[Stored data entries]

☆ ☆ ☆ ☆ ☆ ☆ ☆

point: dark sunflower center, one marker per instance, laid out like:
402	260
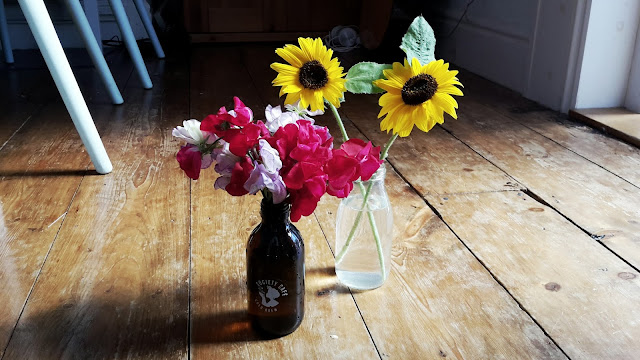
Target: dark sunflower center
313	75
419	89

☆ ☆ ☆ ☆ ☆ ☆ ☆

Directions for this task:
Reproduce the data verbatim and omit each image.

Task solution:
point: dark sunflower center, one marker per instance, laid out like:
402	260
Target: dark sunflower center
313	75
419	89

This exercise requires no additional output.